Exercise instructions: Return the full analysis of One Flew Over the Cuckoo’s Nest word for word, with nothing changed or left out.

Text excerpt:

DeLeeuw- Analysis 4

As I read One Flew Over the Cuckoo’s Nest, I couldn’t help but be engaged with all of the characters. The amount of descriptions and attention to detail is amazing, and definitely didn’t remind me of a Autistic child narrator. I’m glad that the narrator came from an essentially mute character so the reader could get an outside look to all of the loud and “crazy” characters. Therefore,  I looked up a character analysis of Chief so I could have good understanding of who he was while I read. I was pleasantly happy to find that I picked up on some symbolism he describes as I read.

It’s hard to understand at first what is truthfully wrong with Chief, but the constant fog that is around him is great for representing his foggy outlook on life and thoughts about himself. I can only imagine what Chief went through as a child with a father who was submissive to his wife and being ignored by everyone for being Native American. I’m not surprised that he ended up in a mental hospital, but I am surprised at the treatment he receives.

I think that reading this book adds to my negative stereotypes that I have towards mentally disabled, and the institutions they are in. Even though this book serves as an entertaining story, it supports the negative ideas of ill treatment and mean doctors/nurses. Along with these stereotypes, I noticed that this book stereotypes that actual patients. McMurphy is violent and he is also funny, just like some of the other patients. This is something that we saw in Rain Man too. Raymond was good for a laugh every now and then. But is this a good stereotype to have about mentally challenged people? I don’t really think so because now I expect them all to be.

Stored data entries:
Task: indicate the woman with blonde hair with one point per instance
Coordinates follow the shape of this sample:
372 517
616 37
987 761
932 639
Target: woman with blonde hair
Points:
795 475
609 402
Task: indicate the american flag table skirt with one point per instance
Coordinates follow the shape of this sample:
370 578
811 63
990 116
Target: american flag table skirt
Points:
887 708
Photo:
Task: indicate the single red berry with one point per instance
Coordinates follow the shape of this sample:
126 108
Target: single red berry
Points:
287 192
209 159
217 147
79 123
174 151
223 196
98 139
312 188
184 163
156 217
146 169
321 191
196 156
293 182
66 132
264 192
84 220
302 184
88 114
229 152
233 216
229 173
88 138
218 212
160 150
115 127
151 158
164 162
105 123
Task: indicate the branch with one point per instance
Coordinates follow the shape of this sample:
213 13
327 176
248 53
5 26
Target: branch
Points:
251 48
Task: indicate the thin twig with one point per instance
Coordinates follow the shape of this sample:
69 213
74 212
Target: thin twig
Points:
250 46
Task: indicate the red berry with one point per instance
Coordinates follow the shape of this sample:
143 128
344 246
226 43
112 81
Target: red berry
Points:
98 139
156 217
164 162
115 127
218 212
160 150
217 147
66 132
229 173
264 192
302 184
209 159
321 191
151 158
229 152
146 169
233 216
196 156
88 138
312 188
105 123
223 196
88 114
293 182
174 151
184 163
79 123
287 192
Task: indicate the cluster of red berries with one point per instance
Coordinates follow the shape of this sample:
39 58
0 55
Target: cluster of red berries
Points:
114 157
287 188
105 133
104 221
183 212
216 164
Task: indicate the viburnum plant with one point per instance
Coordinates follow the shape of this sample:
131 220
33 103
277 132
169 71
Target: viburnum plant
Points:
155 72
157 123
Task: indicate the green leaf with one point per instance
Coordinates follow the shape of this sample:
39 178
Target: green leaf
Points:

Your response:
DeLeeuw- Analysis 4

As I read One Flew Over the Cuckoo’s Nest, I couldn’t help but be engaged with all of the characters. The amount of descriptions and attention to detail is amazing, and definitely didn’t remind me of a Autistic child narrator. I’m glad that the narrator came from an essentially mute character so the reader could get an outside look to all of the loud and “crazy” characters. Therefore,  I looked up a character analysis of Chief so I could have good understanding of who he was while I read. I was pleasantly happy to find that I picked up on some symbolism he describes as I read.

It’s hard to understand at first what is truthfully wrong with Chief, but the constant fog that is around him is great for representing his foggy outlook on life and thoughts about himself. I can only imagine what Chief went through as a child with a father who was submissive to his wife and being ignored by everyone for being Native American. I’m not surprised that he ended up in a mental hospital, but I am surprised at the treatment he receives.

I think that reading this book adds to my negative stereotypes that I have towards mentally disabled, and the institutions they are in. Even though this book serves as an entertaining story, it supports the negative ideas of ill treatment and mean doctors/nurses. Along with these stereotypes, I noticed that this book stereotypes that actual patients. McMurphy is violent and he is also funny, just like some of the other patients. This is something that we saw in Rain Man too. Raymond was good for a laugh every now and then. But is this a good stereotype to have about mentally challenged people? I don’t really think so because now I expect them all to be.